▶ **Things to do**:
1. Translate this sentence from the humidifier text into Spanish: "Humidifiers add moisture to the air in a space, which increases the humidity level."
2. Continue the humidifier text from its last sentence.

▶ **Document section**:

────────────────────────────────────────

With winter comes drier air, and this can wreak havoc on our sinuses, skin, and overall well-being. One way to combat this is by incorporating a humidifier into your bedroom or home. Humidifiers come with many benefits, but must also be well-maintained to prevent the growth of mold or bacteria. There are many types of humidifiers that range in type, style, and size. You could have a small humidifier just for your bedroom, or a large one that can add moisture for the whole house. We are going to first look into if humidifiers can be beneficial in homes, and also what type to get.

Are humidifiers beneficial? Should I get one?

Humidifiers add moisture to the air in a space, which increases the humidity level. In the midAtlantic, we generally don’t worry about humidity levels being low in the warmer months. However, in the winter, dry air can lead to a lot of issues – some minor, and some major.

────────────────────────────────────────

▶ **Extracted information**:
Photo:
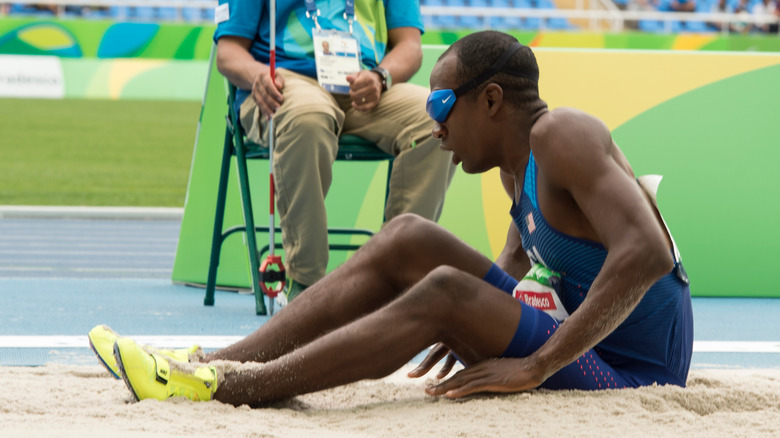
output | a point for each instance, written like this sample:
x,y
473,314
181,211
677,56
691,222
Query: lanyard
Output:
x,y
313,12
349,13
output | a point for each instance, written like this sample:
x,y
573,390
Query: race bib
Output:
x,y
539,289
337,54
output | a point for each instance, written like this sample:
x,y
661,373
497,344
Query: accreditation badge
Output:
x,y
336,54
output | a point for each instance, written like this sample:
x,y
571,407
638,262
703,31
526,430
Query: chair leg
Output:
x,y
219,218
249,223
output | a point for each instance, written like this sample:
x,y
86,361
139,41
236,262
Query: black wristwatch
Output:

────────────────────────────────────────

▶ **Outputs in order**:
1. Los humidificadores añaden humedad al aire de un espacio, lo que aumenta el nivel de humedad.

2.
  • Around the House – Humid air tends to feel warmer so you could save a few bucks on your heating bill because the humidifier would make it comfortable enough to turn the thermostat down a degree or two. Static electricity is definitely a nuisance in the winter months but moisture in the air can help reduce static. Wood generally lasts longer if it doesn’t dry out. A humidifier can help wood floors and wood furniture to look its best. Most house plants are happier with a little moisture in the air, and tend to thrive with a humidifier nearby. 
  • Coughs – If you are coughing a lot, but no mucus is coming up, this can be attributed to low humidity levels. As gross as it may be, a “productive” cough is one that removes irritants from your respiratory system. When you are sick, your body can make extra mucus, and this needs to be expelled.  Mucus and phlegm can build up and be trapped in your body, because the dry air prevents them from being coughed up.  A humidifier may be able to alleviate this problem.
  • Skin – The cold, dry air outside is not the only cause of skin and hair problems. Many heating systems pump hot, dry air into your home. So your body is losing moisture to dry air, no matter if you are indoors or out. The skin is actually the largest organ of your body and it protects you from outside threats, such as bacteria, extreme temperatures, and chemicals that you may encounter. Keeping your skin healthy is a major part of your overall health, and dry skin is not healthy skin.
  • Snoring – When your airway dries out, it can make snoring louder. If you or your spouse tend to snore, a humidifier can help reduce this. 
  • Flu – Some studies show that humidity levels above 40% deactivated flu particles that were expelled into the air. This greatly reduced the virus’s infectiousness. 

What type of humidifier should I get?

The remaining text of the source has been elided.